▶ **Exercise**: Write out, unaltered, each line from the top of the records below down to the line where "# inside = enclosed" appears, that line included.

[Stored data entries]
Content starts
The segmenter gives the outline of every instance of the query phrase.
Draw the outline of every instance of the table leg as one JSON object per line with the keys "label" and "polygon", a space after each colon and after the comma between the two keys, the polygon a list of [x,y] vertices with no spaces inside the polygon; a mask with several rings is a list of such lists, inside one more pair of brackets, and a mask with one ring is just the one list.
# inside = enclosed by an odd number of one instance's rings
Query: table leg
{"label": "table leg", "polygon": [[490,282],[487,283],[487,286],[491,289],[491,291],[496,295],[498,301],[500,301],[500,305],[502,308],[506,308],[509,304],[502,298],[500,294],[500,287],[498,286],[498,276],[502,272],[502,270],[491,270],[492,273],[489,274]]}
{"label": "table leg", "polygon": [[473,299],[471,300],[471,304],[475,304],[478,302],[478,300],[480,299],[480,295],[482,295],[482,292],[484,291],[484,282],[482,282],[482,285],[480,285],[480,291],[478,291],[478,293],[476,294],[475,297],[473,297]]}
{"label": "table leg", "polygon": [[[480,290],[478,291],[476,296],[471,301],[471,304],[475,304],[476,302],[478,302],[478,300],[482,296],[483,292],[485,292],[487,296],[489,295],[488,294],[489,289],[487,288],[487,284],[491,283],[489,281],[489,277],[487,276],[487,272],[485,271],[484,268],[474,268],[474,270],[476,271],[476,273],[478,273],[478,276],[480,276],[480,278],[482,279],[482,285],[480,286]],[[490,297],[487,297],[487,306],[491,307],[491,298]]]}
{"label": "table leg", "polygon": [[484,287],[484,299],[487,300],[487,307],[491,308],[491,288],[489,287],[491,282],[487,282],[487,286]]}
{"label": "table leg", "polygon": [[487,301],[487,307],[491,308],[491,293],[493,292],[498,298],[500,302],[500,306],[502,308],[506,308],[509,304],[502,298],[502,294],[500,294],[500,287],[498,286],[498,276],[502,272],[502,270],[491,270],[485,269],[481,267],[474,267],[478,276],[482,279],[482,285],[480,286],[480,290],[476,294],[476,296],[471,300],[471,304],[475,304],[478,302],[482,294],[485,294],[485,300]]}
Content ends
▶ **Final answer**:
The segmenter gives the outline of every instance of the query phrase.
Draw the outline of every instance of the table leg as one JSON object per line with the keys "label" and "polygon", a space after each colon and after the comma between the two keys, the polygon a list of [x,y] vertices with no spaces inside the polygon; a mask with several rings is a list of such lists, inside one more pair of brackets, and a mask with one ring is just the one list.
# inside = enclosed by an odd number of one instance's rings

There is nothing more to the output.